WHAT YOU NEED TO DO
From the line containing "palm tree trunk?" to the last line of the listing below, repeat every line exactly, and output nothing else.

DATASET RECORDS
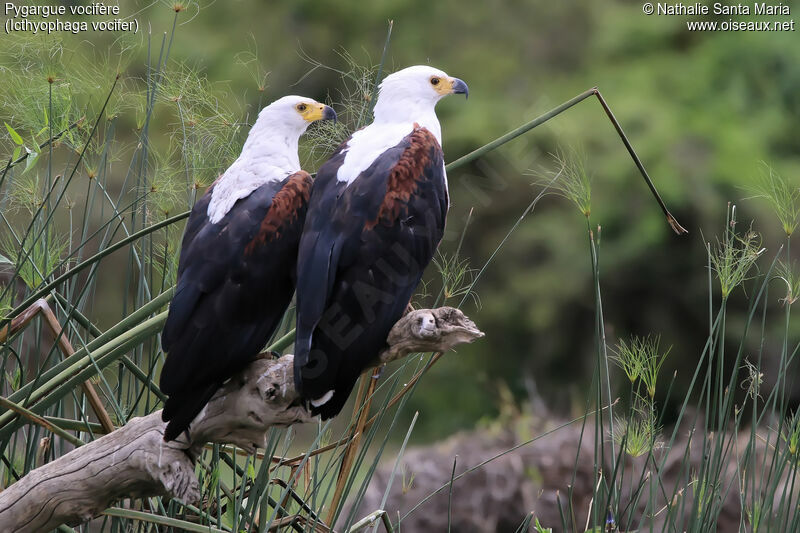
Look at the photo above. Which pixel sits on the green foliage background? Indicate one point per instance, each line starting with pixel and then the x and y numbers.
pixel 703 110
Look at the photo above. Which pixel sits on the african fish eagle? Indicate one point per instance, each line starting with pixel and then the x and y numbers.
pixel 236 273
pixel 375 217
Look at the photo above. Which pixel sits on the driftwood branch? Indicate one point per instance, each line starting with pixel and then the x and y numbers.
pixel 135 462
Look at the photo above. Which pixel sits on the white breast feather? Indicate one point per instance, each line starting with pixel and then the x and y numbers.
pixel 366 145
pixel 244 176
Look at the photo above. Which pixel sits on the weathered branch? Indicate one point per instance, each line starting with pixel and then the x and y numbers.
pixel 134 461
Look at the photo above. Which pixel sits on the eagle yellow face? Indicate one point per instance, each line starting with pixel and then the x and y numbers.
pixel 445 85
pixel 311 111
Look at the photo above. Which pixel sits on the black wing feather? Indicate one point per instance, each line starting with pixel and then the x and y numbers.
pixel 235 281
pixel 369 261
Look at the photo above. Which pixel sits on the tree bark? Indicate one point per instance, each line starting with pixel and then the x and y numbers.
pixel 135 462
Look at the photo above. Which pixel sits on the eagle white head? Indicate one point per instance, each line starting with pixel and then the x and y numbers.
pixel 270 151
pixel 406 99
pixel 414 92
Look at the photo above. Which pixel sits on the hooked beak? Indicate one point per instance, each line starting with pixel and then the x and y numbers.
pixel 459 87
pixel 329 114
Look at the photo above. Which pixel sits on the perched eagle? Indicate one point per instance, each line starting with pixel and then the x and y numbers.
pixel 375 217
pixel 236 273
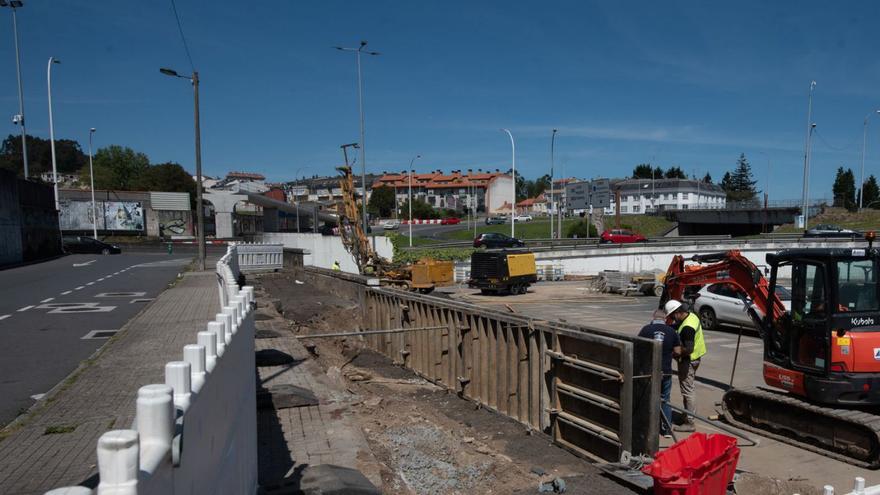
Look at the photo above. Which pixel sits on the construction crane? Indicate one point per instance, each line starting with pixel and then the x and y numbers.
pixel 423 276
pixel 822 358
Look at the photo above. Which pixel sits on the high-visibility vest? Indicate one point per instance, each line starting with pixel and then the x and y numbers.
pixel 693 321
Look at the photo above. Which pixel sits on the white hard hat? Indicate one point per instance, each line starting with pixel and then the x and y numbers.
pixel 671 306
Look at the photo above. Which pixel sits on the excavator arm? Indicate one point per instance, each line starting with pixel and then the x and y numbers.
pixel 724 267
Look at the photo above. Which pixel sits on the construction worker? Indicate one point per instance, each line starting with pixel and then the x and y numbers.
pixel 687 324
pixel 670 346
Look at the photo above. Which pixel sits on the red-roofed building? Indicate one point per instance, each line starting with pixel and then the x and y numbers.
pixel 455 190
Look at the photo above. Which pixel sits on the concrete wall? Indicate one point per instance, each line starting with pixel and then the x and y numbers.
pixel 322 250
pixel 197 432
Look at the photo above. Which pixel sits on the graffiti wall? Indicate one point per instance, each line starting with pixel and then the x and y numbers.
pixel 111 215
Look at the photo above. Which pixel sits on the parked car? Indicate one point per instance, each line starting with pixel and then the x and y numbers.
pixel 493 240
pixel 621 236
pixel 722 304
pixel 829 230
pixel 87 245
pixel 496 220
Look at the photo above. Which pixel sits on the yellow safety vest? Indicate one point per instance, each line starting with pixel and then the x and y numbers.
pixel 693 321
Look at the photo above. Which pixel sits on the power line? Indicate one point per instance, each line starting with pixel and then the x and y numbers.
pixel 182 37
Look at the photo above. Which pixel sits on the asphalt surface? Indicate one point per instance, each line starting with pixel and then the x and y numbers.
pixel 49 311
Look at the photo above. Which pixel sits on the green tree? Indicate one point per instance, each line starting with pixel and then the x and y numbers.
pixel 69 157
pixel 740 185
pixel 381 202
pixel 872 193
pixel 644 171
pixel 844 189
pixel 119 168
pixel 675 173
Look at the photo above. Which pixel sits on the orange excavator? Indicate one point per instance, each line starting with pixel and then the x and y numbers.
pixel 821 358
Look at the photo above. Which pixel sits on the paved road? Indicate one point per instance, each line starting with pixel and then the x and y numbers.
pixel 49 311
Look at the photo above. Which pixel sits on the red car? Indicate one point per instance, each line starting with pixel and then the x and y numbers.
pixel 621 236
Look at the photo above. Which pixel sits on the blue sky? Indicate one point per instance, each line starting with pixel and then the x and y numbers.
pixel 691 84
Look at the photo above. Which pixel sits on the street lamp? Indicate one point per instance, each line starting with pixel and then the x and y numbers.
pixel 52 61
pixel 513 184
pixel 200 209
pixel 864 143
pixel 808 139
pixel 552 143
pixel 92 177
pixel 19 119
pixel 410 196
pixel 358 51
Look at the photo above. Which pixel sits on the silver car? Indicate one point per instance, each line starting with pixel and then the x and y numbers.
pixel 722 304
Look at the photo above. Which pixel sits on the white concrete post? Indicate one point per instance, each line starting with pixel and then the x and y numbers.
pixel 232 312
pixel 118 462
pixel 178 375
pixel 155 423
pixel 208 340
pixel 194 354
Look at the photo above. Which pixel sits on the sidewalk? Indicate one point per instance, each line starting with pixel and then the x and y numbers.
pixel 55 445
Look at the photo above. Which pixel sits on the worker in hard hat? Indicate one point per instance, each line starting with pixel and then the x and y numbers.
pixel 690 332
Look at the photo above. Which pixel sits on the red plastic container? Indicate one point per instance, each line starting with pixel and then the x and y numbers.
pixel 698 465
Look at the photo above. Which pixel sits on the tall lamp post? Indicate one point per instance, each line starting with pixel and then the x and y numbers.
pixel 358 51
pixel 92 178
pixel 200 209
pixel 552 143
pixel 807 139
pixel 52 61
pixel 864 144
pixel 19 119
pixel 513 184
pixel 410 196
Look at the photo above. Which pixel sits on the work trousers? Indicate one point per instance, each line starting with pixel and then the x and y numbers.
pixel 687 374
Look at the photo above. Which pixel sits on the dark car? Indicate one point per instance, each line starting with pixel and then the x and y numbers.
pixel 496 220
pixel 87 245
pixel 828 230
pixel 621 236
pixel 493 240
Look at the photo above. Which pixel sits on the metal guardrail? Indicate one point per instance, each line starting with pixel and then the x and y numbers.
pixel 580 385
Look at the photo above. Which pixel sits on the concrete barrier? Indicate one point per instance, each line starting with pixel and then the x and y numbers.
pixel 259 256
pixel 197 432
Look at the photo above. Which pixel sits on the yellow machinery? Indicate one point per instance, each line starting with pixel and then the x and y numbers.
pixel 424 275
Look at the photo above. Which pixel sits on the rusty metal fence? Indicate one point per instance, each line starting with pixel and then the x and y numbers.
pixel 595 392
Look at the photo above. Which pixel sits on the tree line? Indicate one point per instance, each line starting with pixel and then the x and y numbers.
pixel 116 167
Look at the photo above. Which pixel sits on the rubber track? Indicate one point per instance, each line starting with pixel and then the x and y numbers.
pixel 867 421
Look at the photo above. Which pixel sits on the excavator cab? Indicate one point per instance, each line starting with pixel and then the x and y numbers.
pixel 827 347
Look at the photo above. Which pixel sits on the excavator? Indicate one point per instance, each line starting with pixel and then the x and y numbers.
pixel 422 276
pixel 821 358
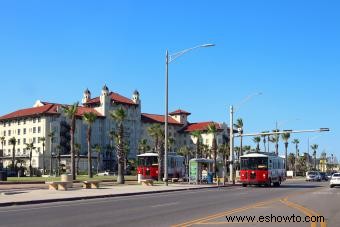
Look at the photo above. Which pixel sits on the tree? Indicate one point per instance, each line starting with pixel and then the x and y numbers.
pixel 296 142
pixel 198 136
pixel 77 150
pixel 51 136
pixel 291 161
pixel 43 139
pixel 119 116
pixel 70 112
pixel 2 139
pixel 13 142
pixel 239 125
pixel 89 119
pixel 257 141
pixel 212 129
pixel 224 150
pixel 143 146
pixel 97 148
pixel 30 147
pixel 186 152
pixel 285 137
pixel 264 139
pixel 314 147
pixel 275 139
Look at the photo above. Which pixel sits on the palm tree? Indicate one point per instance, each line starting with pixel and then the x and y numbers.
pixel 13 142
pixel 30 147
pixel 275 139
pixel 71 112
pixel 119 116
pixel 257 140
pixel 239 125
pixel 97 148
pixel 143 146
pixel 187 153
pixel 285 137
pixel 43 139
pixel 314 147
pixel 198 135
pixel 212 129
pixel 264 139
pixel 89 119
pixel 224 150
pixel 157 133
pixel 296 142
pixel 77 150
pixel 2 139
pixel 51 136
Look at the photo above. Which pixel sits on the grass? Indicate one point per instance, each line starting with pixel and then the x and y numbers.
pixel 80 178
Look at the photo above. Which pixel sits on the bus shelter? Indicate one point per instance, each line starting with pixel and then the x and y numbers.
pixel 200 171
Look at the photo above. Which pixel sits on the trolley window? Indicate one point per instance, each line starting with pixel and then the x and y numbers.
pixel 254 163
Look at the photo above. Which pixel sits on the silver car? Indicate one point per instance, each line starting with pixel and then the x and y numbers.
pixel 313 176
pixel 335 180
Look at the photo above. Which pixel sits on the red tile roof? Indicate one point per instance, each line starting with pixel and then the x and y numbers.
pixel 46 109
pixel 114 97
pixel 179 111
pixel 155 118
pixel 201 126
pixel 30 112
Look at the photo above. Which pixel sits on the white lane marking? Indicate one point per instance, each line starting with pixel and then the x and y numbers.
pixel 165 205
pixel 103 200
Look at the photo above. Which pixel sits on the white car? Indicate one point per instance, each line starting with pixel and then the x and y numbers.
pixel 335 180
pixel 313 176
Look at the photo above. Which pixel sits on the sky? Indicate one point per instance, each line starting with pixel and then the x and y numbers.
pixel 288 50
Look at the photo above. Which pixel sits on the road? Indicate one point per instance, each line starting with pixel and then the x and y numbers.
pixel 208 207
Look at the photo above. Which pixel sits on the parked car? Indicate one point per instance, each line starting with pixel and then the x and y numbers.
pixel 335 180
pixel 313 176
pixel 323 176
pixel 106 173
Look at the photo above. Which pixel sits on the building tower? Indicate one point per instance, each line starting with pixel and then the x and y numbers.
pixel 86 96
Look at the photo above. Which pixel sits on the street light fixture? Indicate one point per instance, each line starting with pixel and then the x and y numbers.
pixel 168 59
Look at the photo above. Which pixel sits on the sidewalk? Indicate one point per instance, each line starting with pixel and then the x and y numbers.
pixel 27 196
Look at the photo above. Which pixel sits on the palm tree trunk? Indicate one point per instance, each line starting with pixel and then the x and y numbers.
pixel 31 173
pixel 44 158
pixel 89 157
pixel 73 172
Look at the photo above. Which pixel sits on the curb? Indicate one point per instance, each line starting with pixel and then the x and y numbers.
pixel 7 204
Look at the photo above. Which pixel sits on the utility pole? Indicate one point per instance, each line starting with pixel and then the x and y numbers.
pixel 231 154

THE ANSWER
Look at the photo above. Which pixel sits on the palm tree trunk? Indicate one point per instance, each line starting with pixel and then the x and y numbers.
pixel 31 173
pixel 44 158
pixel 89 157
pixel 73 172
Look at the photo above. Which pixel sits on the curb? Indicate one point per instance, each line starting with pixel and then the x and y numbers.
pixel 7 204
Look at the photo above. Which pixel sits on the utility pole? Indicate one point per instance, each line starting with pixel and then the x and y numbers.
pixel 231 154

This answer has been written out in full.